- _To be done_:
Output the data from its first line through the line containing "[(978, 700)]", inclusive, as a JSON list of strings with one string per line and blank lines omitted.

Dataset rows showing where objects appear
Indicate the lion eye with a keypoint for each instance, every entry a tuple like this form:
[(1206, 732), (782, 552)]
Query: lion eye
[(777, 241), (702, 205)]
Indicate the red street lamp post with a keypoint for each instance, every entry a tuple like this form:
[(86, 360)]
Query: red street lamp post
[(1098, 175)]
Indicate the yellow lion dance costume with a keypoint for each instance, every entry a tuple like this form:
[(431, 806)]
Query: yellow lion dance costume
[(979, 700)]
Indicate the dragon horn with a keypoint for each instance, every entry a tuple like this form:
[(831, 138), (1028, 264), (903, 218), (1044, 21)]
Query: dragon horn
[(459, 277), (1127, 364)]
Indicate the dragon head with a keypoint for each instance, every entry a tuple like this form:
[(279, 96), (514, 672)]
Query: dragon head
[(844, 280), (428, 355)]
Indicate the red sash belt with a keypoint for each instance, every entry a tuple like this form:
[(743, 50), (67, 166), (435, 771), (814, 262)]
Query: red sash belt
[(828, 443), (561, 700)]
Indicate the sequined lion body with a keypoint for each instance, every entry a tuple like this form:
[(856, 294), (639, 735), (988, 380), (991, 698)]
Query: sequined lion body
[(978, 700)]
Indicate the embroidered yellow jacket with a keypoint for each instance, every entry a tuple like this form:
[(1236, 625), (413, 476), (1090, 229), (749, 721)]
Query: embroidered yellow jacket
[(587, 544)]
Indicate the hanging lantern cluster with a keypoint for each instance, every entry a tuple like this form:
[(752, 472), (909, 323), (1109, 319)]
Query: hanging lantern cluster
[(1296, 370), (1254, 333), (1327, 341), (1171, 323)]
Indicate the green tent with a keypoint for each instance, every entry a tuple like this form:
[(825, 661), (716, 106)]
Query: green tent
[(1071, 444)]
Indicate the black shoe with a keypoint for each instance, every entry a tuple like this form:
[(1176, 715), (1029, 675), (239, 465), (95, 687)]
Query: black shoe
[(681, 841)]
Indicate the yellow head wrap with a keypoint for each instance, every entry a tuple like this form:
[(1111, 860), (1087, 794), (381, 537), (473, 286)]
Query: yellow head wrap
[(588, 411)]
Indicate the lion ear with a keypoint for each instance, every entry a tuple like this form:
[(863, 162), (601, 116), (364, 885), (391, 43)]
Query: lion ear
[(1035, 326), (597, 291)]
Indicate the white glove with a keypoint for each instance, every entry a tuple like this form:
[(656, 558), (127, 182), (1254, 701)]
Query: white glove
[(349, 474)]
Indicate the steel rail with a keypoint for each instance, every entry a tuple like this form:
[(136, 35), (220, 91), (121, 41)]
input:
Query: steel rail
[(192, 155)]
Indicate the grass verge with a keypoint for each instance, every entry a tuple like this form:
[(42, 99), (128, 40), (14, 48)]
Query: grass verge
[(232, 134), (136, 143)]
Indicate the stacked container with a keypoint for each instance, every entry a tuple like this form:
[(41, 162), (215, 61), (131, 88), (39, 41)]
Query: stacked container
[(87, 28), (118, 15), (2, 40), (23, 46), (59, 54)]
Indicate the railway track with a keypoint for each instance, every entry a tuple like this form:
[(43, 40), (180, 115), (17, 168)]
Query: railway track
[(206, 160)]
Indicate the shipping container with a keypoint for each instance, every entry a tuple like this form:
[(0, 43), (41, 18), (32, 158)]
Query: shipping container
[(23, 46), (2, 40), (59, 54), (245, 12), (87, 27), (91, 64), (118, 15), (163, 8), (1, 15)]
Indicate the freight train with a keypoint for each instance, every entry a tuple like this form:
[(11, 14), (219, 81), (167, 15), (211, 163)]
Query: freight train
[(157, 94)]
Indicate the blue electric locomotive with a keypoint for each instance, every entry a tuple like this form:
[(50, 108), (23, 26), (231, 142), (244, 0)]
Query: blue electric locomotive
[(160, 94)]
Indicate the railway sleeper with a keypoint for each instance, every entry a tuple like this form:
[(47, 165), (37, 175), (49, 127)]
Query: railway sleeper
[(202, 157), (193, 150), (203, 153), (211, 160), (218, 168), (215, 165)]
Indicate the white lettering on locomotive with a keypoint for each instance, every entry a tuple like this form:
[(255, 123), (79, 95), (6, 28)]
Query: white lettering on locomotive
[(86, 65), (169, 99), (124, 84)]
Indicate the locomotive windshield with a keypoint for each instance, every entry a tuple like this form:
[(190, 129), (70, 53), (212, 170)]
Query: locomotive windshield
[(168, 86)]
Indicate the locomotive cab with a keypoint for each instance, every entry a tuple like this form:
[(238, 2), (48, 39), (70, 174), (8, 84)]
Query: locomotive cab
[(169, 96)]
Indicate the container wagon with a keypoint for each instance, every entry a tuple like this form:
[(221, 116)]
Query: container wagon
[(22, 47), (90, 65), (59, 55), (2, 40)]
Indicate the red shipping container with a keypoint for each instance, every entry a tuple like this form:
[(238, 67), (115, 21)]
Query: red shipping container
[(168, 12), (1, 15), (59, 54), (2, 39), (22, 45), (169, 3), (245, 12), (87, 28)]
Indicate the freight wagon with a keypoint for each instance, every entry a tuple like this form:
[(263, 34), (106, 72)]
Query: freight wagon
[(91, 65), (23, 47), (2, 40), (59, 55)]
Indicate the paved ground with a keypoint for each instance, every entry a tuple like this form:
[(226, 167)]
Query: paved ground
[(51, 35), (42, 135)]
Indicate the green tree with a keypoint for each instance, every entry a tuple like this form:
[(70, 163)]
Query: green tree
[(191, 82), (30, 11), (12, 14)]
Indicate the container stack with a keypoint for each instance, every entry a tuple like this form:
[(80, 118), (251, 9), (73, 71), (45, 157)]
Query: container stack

- _Solution to the exercise_:
[
  "Indicate the lion eye with a keypoint for each instance, every entry a tuple like this form:",
  "[(1206, 732), (782, 552)]",
  "Query: lion eye",
  "[(777, 241), (702, 205)]",
  "Indicate the red street lamp post with a keypoint for each instance, every entry a tuple like this form:",
  "[(86, 360)]",
  "Query: red street lamp post",
  "[(1098, 175)]",
  "Indicate the yellow lion dance costume with a keypoint for each instance, every entry a tuple like this form:",
  "[(431, 806)]",
  "Query: yellow lion dance costume",
  "[(979, 700)]",
  "Indicate the dragon horn with a keypoint for each instance, every entry a tuple like this form:",
  "[(831, 138), (1028, 264), (903, 218), (1044, 21)]",
  "Query: dragon horn",
  "[(459, 277), (1127, 364)]",
  "Indicate the dragon head with a keypoint for each instance, every entry a tuple like this form:",
  "[(279, 96), (514, 672)]",
  "Query: dragon head",
  "[(844, 280), (428, 355)]",
  "Indicate the red sash belt with a keypoint for each instance, every entry a tuple like this form:",
  "[(743, 50), (67, 166), (435, 771), (814, 262)]",
  "Query: red sash belt",
  "[(828, 443), (561, 700)]",
  "Indicate the sequined lion body with a keypoint for each instance, every entry a tuple like this form:",
  "[(856, 294), (639, 735), (988, 380), (991, 698)]",
  "Query: sequined lion body",
  "[(978, 700)]"
]